## start

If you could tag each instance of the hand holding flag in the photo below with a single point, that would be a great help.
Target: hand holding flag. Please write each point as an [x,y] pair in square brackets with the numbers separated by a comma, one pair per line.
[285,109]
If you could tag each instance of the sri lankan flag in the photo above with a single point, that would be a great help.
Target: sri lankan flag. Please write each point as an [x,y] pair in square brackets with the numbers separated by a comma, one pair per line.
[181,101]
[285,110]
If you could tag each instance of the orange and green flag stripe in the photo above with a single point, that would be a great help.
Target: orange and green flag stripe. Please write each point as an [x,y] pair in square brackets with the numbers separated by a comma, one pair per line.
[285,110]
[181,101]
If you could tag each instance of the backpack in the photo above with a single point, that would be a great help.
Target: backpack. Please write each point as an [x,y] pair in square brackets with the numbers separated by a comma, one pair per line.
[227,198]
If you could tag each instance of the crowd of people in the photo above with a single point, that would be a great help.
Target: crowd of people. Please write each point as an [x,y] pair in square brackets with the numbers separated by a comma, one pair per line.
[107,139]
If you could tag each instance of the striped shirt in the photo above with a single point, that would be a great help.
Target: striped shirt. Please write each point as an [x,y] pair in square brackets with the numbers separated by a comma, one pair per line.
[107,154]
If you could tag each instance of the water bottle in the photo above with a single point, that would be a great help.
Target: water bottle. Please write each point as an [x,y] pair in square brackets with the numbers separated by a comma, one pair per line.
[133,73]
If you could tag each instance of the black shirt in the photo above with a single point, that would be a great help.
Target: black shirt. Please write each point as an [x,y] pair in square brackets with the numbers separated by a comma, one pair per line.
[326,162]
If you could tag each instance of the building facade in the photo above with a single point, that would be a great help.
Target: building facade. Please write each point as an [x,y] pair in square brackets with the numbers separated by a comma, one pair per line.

## end

▶ **What the exercise asks**
Pull out each record as written and restate it exactly.

▶ **Answer in full**
If you could tag each instance of the hand holding flag in the photo below with a single point, that would be a great help.
Target: hand holding flag. Please write each point as an [x,y] pair in square brackets with the numbers separated by a comma, one pair per line.
[285,109]
If you could tag each instance of the sri lankan flag in the photo above with a single point, that would be a great help.
Target: sri lankan flag. Please write each point as an [x,y] pair in square brackets with the numbers separated by a comma, one pair per line.
[181,101]
[285,110]
If you could tag each instance of the orange and green flag stripe in the photo above with a single point, that would be a great help.
Target: orange and green flag stripe. Please write each point as an [x,y] pair in square brackets with the numbers separated by a comma, one pair per line.
[285,110]
[181,101]
If you could tag each instance of the backpack in the photo above with a single point, that would be a great help.
Target: backpack. Please write each point as an [x,y] pair in square brackets with the numbers separated by a comma, one pair per line.
[227,198]
If you could tag each instance of the crowd of people in the photo above with a single point, that would be a great help.
Target: crowd of people. Please write each point as an [x,y] pair in square brackets with the numbers separated by a comma, one pair per line.
[107,139]
If you could tag each instance of the striped shirt in the photo above with a single point, that would be a great help.
Target: striped shirt. Please write each point as an [x,y] pair in square brackets with the numbers separated by a comma, one pair per line.
[107,154]
If you could tag each instance of the water bottle in the photo above with a single point, that would be a great help.
Target: water bottle. Please write each point as an [x,y] pair in square brackets with the numbers separated by a comma, one pair per line.
[133,73]
If you could tag each instance of the black shirt in the photo above with a single point, that would be a great help.
Target: black shirt. Please write each point as an [x,y] pair in square brackets with the numbers separated by a comma, one pair per line.
[326,162]
If you could tag each instance of the building facade in the photo above with a single point, that would be a great help.
Target: building facade. Please write each point as an [x,y] pair in square brackets with the numbers separated by a comma, one pair per line.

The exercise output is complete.